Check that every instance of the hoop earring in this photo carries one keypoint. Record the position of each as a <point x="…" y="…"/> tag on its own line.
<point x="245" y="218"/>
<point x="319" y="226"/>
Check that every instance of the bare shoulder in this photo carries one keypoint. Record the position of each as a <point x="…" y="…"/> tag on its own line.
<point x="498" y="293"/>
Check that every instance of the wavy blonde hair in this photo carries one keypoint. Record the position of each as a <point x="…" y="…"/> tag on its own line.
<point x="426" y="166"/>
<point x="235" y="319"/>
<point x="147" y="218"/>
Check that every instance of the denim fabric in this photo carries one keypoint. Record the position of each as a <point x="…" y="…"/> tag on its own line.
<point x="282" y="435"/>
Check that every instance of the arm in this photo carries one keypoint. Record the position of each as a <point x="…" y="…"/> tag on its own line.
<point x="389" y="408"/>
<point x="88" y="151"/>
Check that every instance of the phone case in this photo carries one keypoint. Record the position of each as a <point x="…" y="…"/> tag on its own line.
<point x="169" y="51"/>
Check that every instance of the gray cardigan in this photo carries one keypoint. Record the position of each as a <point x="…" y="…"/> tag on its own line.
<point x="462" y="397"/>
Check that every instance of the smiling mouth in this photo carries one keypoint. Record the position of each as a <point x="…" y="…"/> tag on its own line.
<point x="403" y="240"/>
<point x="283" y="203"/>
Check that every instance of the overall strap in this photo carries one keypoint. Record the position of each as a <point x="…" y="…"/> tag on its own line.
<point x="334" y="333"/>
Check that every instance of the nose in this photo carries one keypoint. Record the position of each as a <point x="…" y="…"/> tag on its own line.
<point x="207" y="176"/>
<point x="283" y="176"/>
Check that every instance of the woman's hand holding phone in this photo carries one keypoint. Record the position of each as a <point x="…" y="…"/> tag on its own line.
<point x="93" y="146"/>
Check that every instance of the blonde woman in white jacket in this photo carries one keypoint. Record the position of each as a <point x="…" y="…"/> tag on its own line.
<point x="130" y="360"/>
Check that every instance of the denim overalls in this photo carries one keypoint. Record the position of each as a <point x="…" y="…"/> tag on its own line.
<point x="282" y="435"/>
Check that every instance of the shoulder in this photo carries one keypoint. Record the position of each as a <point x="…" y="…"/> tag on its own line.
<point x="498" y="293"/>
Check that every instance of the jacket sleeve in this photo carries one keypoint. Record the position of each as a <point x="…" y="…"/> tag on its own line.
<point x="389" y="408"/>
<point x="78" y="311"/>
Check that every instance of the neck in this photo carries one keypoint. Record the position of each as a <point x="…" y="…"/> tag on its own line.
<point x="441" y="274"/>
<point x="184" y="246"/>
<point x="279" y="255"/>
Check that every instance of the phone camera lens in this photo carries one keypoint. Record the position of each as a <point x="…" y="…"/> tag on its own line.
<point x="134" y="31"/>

★ ★ ★ ★ ★ ★ ★

Print the stretch of the listing from the line containing "Check that every instance of the neck" through the end of the listing.

Check that every instance of the neck in this photo carries one keypoint. Record the position of each as a <point x="…" y="…"/> tag on its own line.
<point x="441" y="274"/>
<point x="184" y="246"/>
<point x="279" y="255"/>
Check that every instance of the phone camera lens in this photo carries one keypoint. Record the position of each as a <point x="…" y="…"/> tag on its own line.
<point x="134" y="31"/>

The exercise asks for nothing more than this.